* [Stated task]:
Edit the Kubernetes tutorial by rewriting everything from "Kubernetes is a" down to "to get started." with "helmsman" changed to "steersman".

* [Excerpted passage]:
Kubernetes tutorial for dummies

Back in 2019, as a non-native English speaker, I had a bad time trying to understand what the hell Kubernetes is.

Kubernetes is a portable, extensible, open-source platform for managing containerized workloads and services, that facilitates both declarative configuration and automation. It has a large, rapidly growing ecosystem. Kubernetes services, support, and tools are widely available.

The name Kubernetes originates from Greek, meaning helmsman or pilot. K8s as an abbreviation results from counting the eight letters between the "K" and the "s". Google open-sourced the Kubernetes project in 2014. Kubernetes combines over 15 years of Google's experience running production workloads at scale with best-of-breed ideas and practices from the community.

Sorry, I just understood it's greek and made by Google.

I will break it down for you, so you don't have to spend the same amount of time I did to get started.

Be prepared, I'd like to incentivize you to run commands on your own.

* [Data block]:
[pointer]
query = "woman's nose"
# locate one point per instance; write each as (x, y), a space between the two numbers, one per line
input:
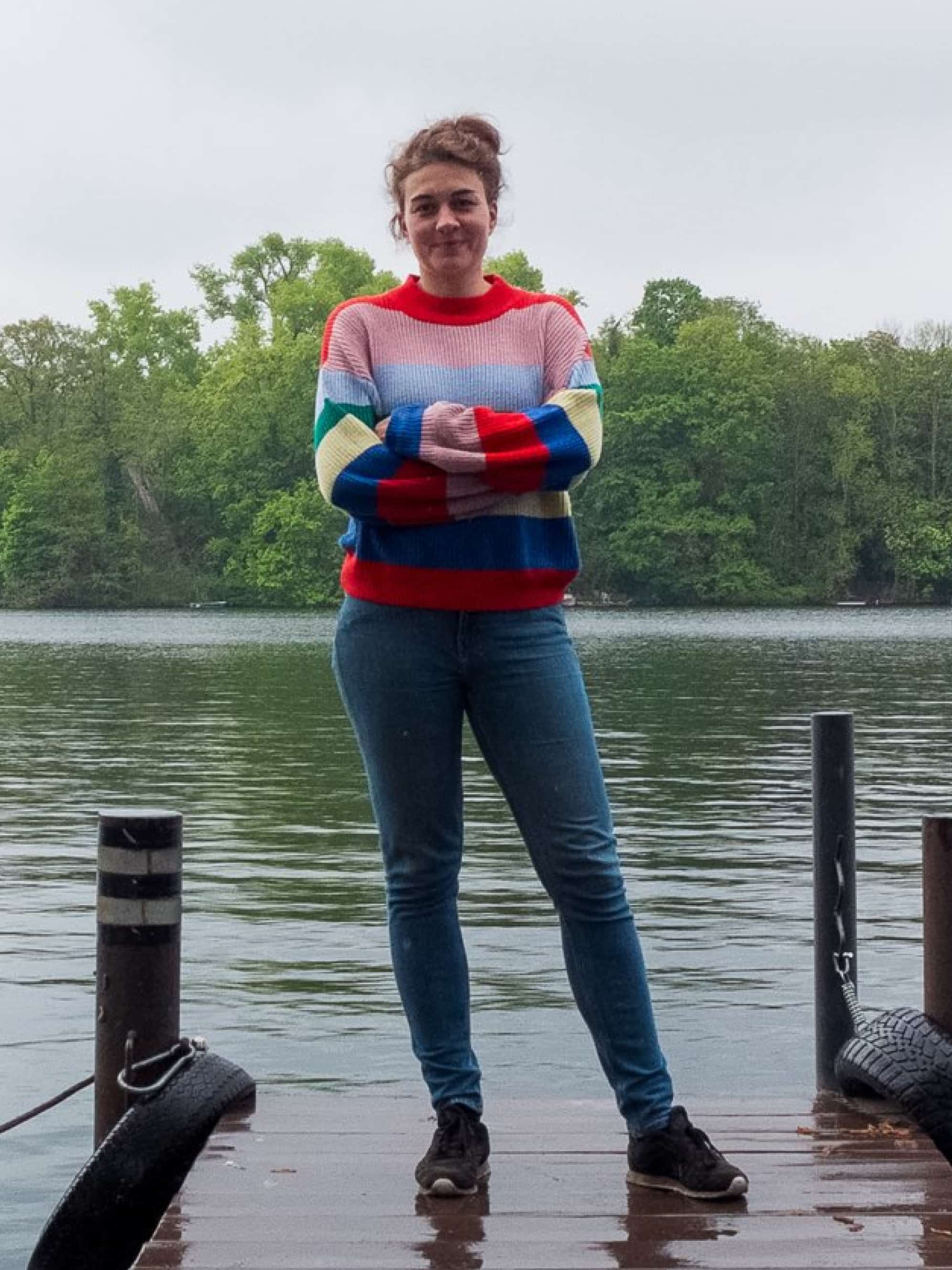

* [Reply]:
Kubernetes is a portable, extensible, open-source platform for managing containerized workloads and services, that facilitates both declarative configuration and automation. It has a large, rapidly growing ecosystem. Kubernetes services, support, and tools are widely available.

The name Kubernetes originates from Greek, meaning steersman or pilot. K8s as an abbreviation results from counting the eight letters between the "K" and the "s". Google open-sourced the Kubernetes project in 2014. Kubernetes combines over 15 years of Google's experience running production workloads at scale with best-of-breed ideas and practices from the community.

Sorry, I just understood it's greek and made by Google.

I will break it down for you, so you don't have to spend the same amount of time I did to get started.